• _WHAT THE TASK ASKS_:
Output every line of the entries from the line containing "the horse's nose" through the last, exactly, with no other content.

[Recorded data]

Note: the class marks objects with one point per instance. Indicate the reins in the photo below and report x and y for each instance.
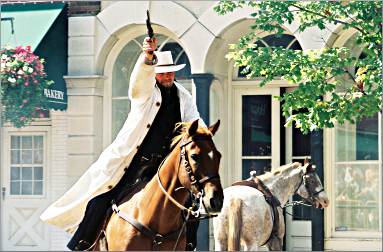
(158, 239)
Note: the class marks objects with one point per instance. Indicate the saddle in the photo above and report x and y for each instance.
(270, 199)
(122, 197)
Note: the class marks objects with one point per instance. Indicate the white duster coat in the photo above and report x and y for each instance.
(68, 211)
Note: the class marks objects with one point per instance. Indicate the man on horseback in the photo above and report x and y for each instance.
(157, 104)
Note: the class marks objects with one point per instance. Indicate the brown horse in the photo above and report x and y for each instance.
(153, 219)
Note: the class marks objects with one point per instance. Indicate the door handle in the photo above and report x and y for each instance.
(3, 189)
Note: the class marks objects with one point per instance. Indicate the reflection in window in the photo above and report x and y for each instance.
(256, 125)
(123, 68)
(357, 176)
(260, 166)
(26, 170)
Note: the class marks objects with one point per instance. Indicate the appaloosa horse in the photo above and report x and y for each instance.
(253, 217)
(154, 218)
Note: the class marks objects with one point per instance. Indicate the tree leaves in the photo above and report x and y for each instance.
(318, 73)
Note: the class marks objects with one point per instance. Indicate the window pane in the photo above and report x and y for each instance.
(26, 156)
(301, 143)
(256, 125)
(26, 187)
(26, 142)
(38, 173)
(357, 141)
(15, 187)
(123, 68)
(26, 173)
(15, 173)
(15, 157)
(38, 142)
(259, 165)
(357, 197)
(38, 156)
(38, 188)
(15, 142)
(367, 147)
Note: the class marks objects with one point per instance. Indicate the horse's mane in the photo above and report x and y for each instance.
(182, 127)
(280, 169)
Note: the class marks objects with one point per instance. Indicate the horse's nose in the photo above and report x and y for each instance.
(216, 201)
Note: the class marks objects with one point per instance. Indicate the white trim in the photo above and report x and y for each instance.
(5, 169)
(333, 237)
(275, 120)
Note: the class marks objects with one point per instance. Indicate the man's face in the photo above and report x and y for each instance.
(165, 79)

• _EXERCISE SOLUTION_:
Note: the class marks objects with one point per instance. Indicate the horse's nose in the photo above and report x and y for each instance.
(216, 201)
Note: the class marks objects with one point per instance. Indicate the white trim in the photo above and report x and y for each instance.
(5, 169)
(333, 237)
(275, 120)
Note: the class marks objects with one point per instance. Indicate the man's face in the photo above and report x and y for each instance.
(165, 79)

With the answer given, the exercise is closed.